EXTRACTED INFORMATION:
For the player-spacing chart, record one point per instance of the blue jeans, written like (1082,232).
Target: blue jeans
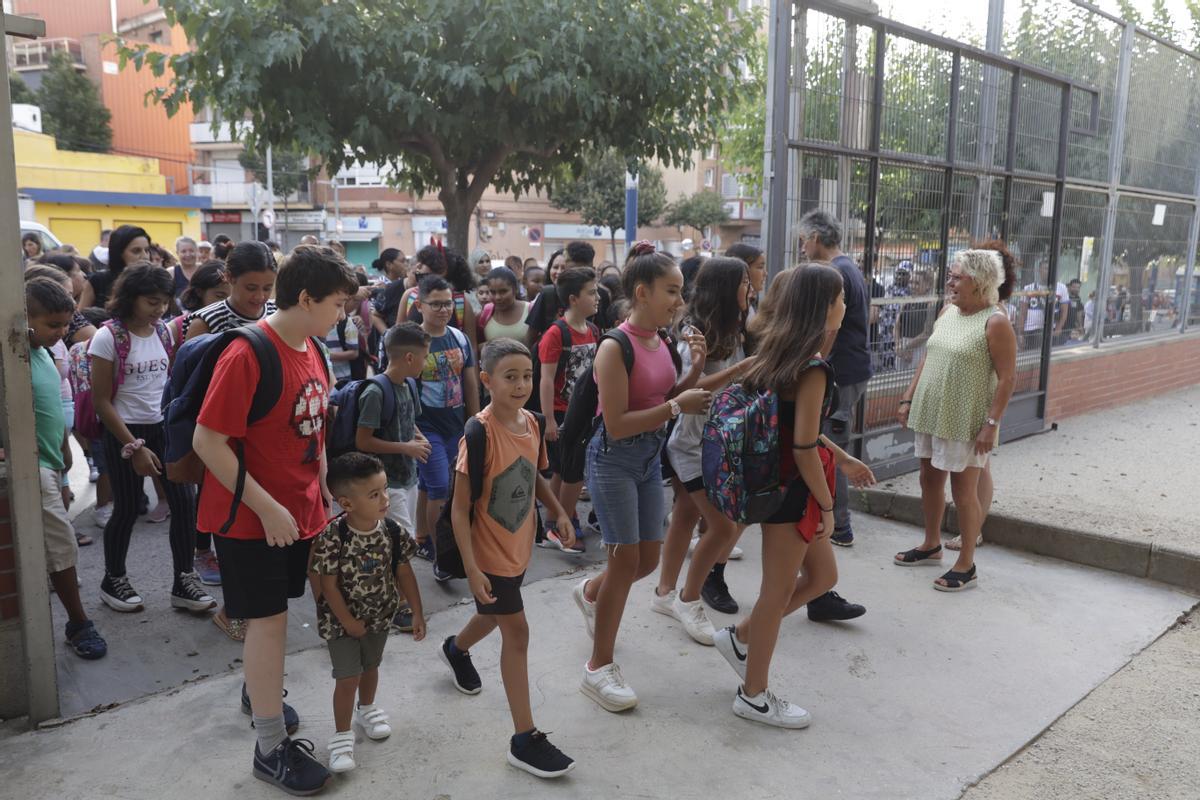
(625,480)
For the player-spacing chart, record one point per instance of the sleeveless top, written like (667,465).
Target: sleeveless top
(959,379)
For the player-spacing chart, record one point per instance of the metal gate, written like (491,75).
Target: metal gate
(922,145)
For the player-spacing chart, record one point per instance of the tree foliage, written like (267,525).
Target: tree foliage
(466,94)
(72,110)
(700,211)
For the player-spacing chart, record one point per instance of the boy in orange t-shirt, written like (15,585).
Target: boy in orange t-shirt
(496,540)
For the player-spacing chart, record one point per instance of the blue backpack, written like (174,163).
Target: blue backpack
(190,379)
(739,455)
(341,437)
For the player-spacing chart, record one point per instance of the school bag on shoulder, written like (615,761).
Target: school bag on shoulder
(581,420)
(184,396)
(342,433)
(447,554)
(739,451)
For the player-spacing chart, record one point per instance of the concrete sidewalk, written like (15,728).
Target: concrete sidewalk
(921,698)
(1115,489)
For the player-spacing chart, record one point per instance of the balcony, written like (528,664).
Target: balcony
(243,194)
(28,56)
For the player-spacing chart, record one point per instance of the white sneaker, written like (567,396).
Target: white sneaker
(661,603)
(373,721)
(694,619)
(587,607)
(341,752)
(102,515)
(609,689)
(735,651)
(768,709)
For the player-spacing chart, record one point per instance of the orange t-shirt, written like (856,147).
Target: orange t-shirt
(504,528)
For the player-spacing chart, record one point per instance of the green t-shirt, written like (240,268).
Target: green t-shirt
(401,469)
(49,420)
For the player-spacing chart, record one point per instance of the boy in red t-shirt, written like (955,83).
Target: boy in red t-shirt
(577,294)
(264,554)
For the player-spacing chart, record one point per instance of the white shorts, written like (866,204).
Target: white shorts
(61,551)
(402,507)
(948,455)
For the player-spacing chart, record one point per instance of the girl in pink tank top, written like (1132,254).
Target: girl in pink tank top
(623,459)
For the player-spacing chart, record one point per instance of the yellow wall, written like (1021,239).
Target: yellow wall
(81,224)
(41,164)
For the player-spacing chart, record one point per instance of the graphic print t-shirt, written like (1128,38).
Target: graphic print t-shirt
(442,390)
(139,394)
(503,531)
(583,353)
(282,449)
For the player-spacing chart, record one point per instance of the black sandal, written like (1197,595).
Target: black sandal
(917,557)
(957,581)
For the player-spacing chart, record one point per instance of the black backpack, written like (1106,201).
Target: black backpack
(581,421)
(448,557)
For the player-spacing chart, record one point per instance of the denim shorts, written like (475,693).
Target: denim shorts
(625,480)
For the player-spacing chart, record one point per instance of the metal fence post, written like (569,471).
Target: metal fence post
(19,439)
(1116,154)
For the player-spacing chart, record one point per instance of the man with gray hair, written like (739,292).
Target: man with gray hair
(851,360)
(187,253)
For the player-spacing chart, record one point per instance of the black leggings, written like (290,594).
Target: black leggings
(126,487)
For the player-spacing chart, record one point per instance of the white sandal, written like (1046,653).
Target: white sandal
(957,543)
(373,721)
(341,752)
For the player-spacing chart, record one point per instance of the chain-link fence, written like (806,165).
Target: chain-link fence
(1072,136)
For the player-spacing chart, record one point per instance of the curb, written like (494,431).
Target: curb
(1140,559)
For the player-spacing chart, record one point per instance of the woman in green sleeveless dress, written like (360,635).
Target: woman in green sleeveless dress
(954,404)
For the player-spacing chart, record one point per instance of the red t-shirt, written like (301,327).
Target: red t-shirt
(282,449)
(583,353)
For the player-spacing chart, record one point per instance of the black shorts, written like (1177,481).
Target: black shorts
(258,579)
(552,452)
(508,596)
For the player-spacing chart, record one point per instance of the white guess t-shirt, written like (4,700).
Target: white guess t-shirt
(139,395)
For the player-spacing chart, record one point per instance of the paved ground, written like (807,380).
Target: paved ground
(923,697)
(1127,471)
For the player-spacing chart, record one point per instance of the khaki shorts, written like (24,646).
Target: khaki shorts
(61,551)
(352,657)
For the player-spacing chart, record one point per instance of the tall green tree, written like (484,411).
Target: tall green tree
(71,108)
(598,192)
(699,211)
(461,95)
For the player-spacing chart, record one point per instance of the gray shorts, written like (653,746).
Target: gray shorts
(352,657)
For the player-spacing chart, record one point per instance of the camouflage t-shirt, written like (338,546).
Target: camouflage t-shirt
(365,576)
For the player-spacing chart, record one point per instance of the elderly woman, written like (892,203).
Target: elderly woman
(954,405)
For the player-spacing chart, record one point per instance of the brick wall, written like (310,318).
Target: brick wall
(1119,373)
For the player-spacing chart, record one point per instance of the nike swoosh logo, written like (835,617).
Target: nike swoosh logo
(760,709)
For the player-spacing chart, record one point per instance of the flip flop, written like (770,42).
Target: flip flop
(917,557)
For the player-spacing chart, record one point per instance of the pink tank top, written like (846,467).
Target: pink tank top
(652,378)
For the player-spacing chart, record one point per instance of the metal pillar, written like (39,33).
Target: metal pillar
(1116,152)
(775,166)
(19,434)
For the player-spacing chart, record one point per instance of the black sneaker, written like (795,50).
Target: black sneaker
(119,595)
(833,607)
(539,757)
(291,719)
(292,768)
(717,594)
(466,679)
(189,594)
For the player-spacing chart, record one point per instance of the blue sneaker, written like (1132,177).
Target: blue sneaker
(292,768)
(425,549)
(291,719)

WHAT IS ASKED: Exclude the pictures. Write out the remaining data exactly.

TASK ANSWER:
For the player-spacing chart, record one point per instance of the blue jeans, written like (1082,232).
Target: blue jeans
(625,480)
For the player-spacing chart, record one point per instance of the sleeveless top, written like (667,465).
Target: sleeveless top
(959,379)
For the player-spacing chart, record one point per instance of the metal gate, written like (491,75).
Target: metal gate
(922,145)
For the player-spacing chart, record one point per instance of the tree foliage, written like (267,525).
Target: tree foliage
(466,94)
(72,110)
(700,211)
For the player-spacing chart, record one point per instance of the boy in orange t-shirt, written like (15,585).
Target: boy in orange t-shirt
(496,540)
For the player-spacing chart, record one point per instance of the blue backpack, written like (174,163).
Target: blue backpack
(190,379)
(739,455)
(341,437)
For the player-spacing chart, record one point per instance of the school bag on shoulder, written like (615,761).
Target: school bag on shoulder
(581,420)
(184,396)
(342,433)
(447,554)
(739,451)
For the player-spacing chart, record one point per instance of the concrete sidewalk, written like (15,728).
Target: concrete sidewalk
(921,698)
(1115,489)
For the player-spacing chart, record one point per instance of the balcony, written like (528,664).
Target: balcony
(243,194)
(28,56)
For the player-spacing chart, record one point per instance of the white sneaker, written like (567,396).
Target: white sneaker
(661,603)
(373,721)
(694,619)
(587,607)
(341,752)
(102,515)
(609,689)
(735,651)
(768,709)
For the player-spacing chart, record one point per instance of the orange t-shirt, written like (856,147).
Target: orange t-shirt
(504,528)
For the player-spacing chart, record one point per instance of the green t-shirt, written like (240,268).
Target: green t-shirt
(401,469)
(49,420)
For the player-spacing chart, record one point per instance of the boy in red t-shirt, written like (955,83).
Target: boy in red t-shirt
(577,294)
(264,554)
For the player-spacing chart, record one point per instance of the white shorts, written like (866,204).
Target: white shorts
(61,551)
(402,507)
(948,455)
For the player-spacing chart, record one point per instance of the girl in pink tank top, written like (1132,254).
Target: girl in pink tank top
(623,459)
For the player-spacing chart, record one point per instance of the yellow wall, written like (1021,239).
Target: yellow wall
(81,224)
(41,164)
For the player-spacing chart, record one point per instance of the graphic print t-shirt, written like (1128,38).
Target: graphic print t-shirt
(442,390)
(139,394)
(503,531)
(583,353)
(282,449)
For the player-spacing chart, record one point per instance of the black sandal, written like (1197,595).
Target: black sandal
(917,557)
(957,581)
For the player-spacing chart, record one point per instance of the black backpack, written like (1106,201).
Target: black backpack
(581,421)
(448,557)
For the player-spacing chart, record one point per instance of the denim shorts, written like (475,693).
Target: denim shorts
(625,480)
For the player-spacing chart, record one point per instance of the metal fence post, written like (569,471).
Target: metal fence post
(19,439)
(1116,154)
For the player-spacing chart, record one point per instance of the man with gray hair, written like (739,292).
Target: man with gray hair
(851,360)
(187,253)
For the player-spacing chart, record one point per instance of the black leggings, written like (290,594).
Target: black leggings
(126,487)
For the player-spacing chart, record one point per instance of the white sandal, written like (1046,653).
Target: white sandal
(957,543)
(373,721)
(341,752)
For the player-spacing chart, record one point per instance of the chain-link fence, written like (806,165).
Target: chain-link fence
(1072,136)
For the player-spacing chart, record one point per instance of the curb, written like (494,431).
Target: curb
(1140,559)
For the player-spacing chart, record one point per instance of the woman in green sleeveless dress, written like (360,635).
Target: woman in green sleeveless dress
(954,404)
For the player-spacing chart, record one point per instance of the red t-shirt, written like (301,327).
Target: red t-shirt
(282,449)
(583,353)
For the player-spacing chart, record one point per instance of the black shorts, written like (1177,481).
Target: black shorts
(258,579)
(552,452)
(508,596)
For the player-spacing chart, record one point per instance of the white guess t-shirt, written like (4,700).
Target: white guess t-shirt
(139,395)
For the player-spacing chart, record one point per instance of the paved ground, written like (807,380).
Target: paved ground
(923,697)
(1127,471)
For the player-spacing chart, record one point per instance of the khaki shorts, written like (24,646).
Target: khaki shorts
(61,551)
(352,657)
For the player-spacing chart, record one point per instance of the tall green tree, written like (484,411).
Target: tall green tree
(71,108)
(598,192)
(699,211)
(461,95)
For the player-spacing chart, record one point per instance of the gray shorts, written like (653,746).
Target: gray shorts
(352,657)
For the player-spacing chart, record one point per instance of the camouflage t-shirt, written like (338,546).
Target: camouflage t-shirt
(365,576)
For the player-spacing chart, record one point per instance of the elderly woman, written like (892,203).
Target: elderly woman
(954,405)
For the player-spacing chart, record one point per instance of the brick wall, written like (310,318).
Target: brick wall
(1119,373)
For the player-spacing chart, record one point per instance of the nike swoosh logo, written like (835,617).
Target: nike swoosh logo
(760,709)
For the player-spacing chart, record one point per instance of the flip flop, written like (770,42).
Target: flip flop
(917,557)
For the player-spacing chart, record one point per instance of the pink tank top, written like (846,467).
Target: pink tank top
(652,378)
For the player-spacing chart, record one point per instance of the metal pillar, written like (39,33).
Target: metal pillar
(1116,152)
(775,166)
(19,434)
For the player-spacing chart, record one point per instance of the black sneaker, written like (795,50).
Target: black sneaker
(119,595)
(833,607)
(539,757)
(291,719)
(292,768)
(717,594)
(466,679)
(189,594)
For the player-spacing chart, record one point per instance of the blue sneaker, written like (1132,177).
Target: blue sneaker
(292,768)
(425,549)
(291,719)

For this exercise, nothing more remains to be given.